STATED TASK: Transcribe exactly the lines from the one holding "indicate the flowing" to the end of the data below, including both of those lines and no others.
--- Start of MATERIAL FOR THIS EXERCISE ---
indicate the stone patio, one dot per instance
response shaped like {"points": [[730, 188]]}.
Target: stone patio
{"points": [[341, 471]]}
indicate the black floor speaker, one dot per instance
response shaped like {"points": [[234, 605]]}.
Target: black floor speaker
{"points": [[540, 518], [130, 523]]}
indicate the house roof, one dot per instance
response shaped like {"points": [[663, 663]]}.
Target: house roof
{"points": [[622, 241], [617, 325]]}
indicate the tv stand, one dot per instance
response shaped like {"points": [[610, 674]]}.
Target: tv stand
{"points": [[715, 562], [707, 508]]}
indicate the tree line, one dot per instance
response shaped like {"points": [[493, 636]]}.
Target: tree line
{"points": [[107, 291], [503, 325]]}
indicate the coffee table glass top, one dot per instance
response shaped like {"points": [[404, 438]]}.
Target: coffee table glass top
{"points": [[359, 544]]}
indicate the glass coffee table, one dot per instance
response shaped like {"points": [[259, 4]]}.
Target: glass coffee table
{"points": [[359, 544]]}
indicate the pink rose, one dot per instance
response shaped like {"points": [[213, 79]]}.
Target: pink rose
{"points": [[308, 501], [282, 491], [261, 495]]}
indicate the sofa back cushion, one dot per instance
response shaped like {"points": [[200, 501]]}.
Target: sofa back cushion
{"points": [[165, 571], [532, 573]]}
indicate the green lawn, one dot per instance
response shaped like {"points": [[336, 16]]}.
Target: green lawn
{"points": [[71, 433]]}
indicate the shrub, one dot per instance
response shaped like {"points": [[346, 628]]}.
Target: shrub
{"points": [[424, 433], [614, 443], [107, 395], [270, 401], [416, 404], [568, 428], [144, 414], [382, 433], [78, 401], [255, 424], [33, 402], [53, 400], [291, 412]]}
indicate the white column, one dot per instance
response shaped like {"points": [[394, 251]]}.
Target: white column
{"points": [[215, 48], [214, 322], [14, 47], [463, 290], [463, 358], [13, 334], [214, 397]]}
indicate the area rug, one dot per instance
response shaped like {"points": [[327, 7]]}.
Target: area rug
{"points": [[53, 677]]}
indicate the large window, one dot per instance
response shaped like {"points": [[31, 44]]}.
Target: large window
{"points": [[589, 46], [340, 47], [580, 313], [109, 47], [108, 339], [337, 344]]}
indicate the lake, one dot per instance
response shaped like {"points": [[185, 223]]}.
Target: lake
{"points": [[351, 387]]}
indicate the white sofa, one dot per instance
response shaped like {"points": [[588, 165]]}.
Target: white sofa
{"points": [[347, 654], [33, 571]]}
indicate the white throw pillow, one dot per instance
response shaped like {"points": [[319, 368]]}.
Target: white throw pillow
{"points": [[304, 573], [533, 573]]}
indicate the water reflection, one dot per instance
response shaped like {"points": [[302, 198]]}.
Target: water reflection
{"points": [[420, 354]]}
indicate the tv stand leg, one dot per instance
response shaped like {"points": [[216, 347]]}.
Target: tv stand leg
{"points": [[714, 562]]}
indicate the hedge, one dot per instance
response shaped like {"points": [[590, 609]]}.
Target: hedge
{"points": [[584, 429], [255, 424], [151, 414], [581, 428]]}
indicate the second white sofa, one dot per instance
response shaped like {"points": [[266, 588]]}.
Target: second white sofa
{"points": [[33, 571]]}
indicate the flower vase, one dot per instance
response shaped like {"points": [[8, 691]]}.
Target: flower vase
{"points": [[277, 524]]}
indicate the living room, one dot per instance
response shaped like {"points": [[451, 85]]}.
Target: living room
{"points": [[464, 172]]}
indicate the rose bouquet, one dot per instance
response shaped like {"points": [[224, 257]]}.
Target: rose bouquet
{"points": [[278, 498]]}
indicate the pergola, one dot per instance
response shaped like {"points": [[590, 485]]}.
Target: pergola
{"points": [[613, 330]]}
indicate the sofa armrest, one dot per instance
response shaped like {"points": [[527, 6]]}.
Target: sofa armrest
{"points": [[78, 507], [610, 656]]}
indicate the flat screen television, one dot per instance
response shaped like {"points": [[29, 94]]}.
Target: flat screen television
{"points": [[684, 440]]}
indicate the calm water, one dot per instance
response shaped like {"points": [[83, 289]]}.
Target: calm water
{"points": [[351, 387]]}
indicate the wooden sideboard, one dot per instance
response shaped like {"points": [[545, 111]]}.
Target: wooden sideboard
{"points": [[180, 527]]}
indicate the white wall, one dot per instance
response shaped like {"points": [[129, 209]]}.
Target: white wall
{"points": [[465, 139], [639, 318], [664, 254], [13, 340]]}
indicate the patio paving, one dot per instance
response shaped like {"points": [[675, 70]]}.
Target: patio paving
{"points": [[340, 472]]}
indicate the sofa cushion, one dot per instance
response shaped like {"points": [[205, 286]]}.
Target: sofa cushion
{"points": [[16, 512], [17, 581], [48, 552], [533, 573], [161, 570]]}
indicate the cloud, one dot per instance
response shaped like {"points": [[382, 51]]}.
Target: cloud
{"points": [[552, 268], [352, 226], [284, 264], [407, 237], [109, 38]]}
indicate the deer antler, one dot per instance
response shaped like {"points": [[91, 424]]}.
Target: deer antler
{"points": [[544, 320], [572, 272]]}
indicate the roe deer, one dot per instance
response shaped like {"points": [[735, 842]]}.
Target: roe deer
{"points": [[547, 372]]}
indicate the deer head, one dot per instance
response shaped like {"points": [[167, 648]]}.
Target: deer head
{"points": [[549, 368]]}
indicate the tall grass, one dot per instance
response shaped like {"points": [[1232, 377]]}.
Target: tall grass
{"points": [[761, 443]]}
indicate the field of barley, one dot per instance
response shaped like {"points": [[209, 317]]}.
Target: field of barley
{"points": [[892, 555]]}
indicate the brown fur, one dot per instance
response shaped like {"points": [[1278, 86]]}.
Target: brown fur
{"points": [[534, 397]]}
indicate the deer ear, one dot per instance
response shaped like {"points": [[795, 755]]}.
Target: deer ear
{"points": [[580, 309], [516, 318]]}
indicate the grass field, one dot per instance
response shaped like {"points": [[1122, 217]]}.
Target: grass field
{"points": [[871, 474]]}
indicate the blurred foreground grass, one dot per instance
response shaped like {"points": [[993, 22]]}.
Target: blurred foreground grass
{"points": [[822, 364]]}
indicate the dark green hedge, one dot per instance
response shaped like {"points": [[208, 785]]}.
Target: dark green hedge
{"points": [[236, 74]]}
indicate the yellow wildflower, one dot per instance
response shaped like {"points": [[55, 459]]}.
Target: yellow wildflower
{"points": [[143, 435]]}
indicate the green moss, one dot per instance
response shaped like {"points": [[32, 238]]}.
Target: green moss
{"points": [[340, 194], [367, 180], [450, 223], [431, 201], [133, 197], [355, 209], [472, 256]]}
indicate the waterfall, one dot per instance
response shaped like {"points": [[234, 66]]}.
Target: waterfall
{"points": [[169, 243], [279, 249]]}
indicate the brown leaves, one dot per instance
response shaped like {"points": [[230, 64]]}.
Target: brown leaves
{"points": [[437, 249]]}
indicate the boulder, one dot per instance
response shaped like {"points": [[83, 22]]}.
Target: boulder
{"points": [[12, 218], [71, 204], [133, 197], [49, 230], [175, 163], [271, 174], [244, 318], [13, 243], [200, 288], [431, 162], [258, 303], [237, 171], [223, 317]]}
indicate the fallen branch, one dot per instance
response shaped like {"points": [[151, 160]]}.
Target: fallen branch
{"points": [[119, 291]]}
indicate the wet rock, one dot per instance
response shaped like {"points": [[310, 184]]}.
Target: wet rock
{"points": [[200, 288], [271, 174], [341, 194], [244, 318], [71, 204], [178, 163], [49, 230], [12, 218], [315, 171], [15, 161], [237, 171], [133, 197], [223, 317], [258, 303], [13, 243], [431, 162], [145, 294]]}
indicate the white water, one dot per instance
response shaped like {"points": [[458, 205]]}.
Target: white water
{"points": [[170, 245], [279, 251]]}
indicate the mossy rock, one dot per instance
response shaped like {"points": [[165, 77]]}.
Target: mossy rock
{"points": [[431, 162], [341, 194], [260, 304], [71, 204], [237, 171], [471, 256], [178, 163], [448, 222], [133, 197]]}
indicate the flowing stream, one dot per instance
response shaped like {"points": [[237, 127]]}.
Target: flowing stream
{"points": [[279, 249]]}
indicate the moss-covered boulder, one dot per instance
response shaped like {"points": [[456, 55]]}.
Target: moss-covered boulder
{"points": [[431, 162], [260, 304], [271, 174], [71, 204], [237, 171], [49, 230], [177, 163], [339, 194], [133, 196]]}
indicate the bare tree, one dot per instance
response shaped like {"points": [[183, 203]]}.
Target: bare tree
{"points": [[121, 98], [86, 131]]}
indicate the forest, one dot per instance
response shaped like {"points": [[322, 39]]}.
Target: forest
--- End of MATERIAL FOR THIS EXERCISE ---
RESULT:
indicate the flowing stream, one dot per instance
response shaped like {"points": [[237, 127]]}.
Target: flowing stream
{"points": [[279, 249]]}
indicate the moss-covered boulder, one dot per instance
response shaped like {"points": [[456, 55]]}.
Target: moss-covered boulder
{"points": [[431, 162], [260, 304], [271, 174], [71, 204], [237, 171], [49, 230], [177, 163], [339, 194], [133, 196]]}
indicate the bare tree, one dot per instance
response shaped like {"points": [[183, 203]]}.
Target: bare tree
{"points": [[121, 98], [86, 131]]}
indicate the forest, one dot per instance
response shaped like {"points": [[322, 39]]}.
Target: forest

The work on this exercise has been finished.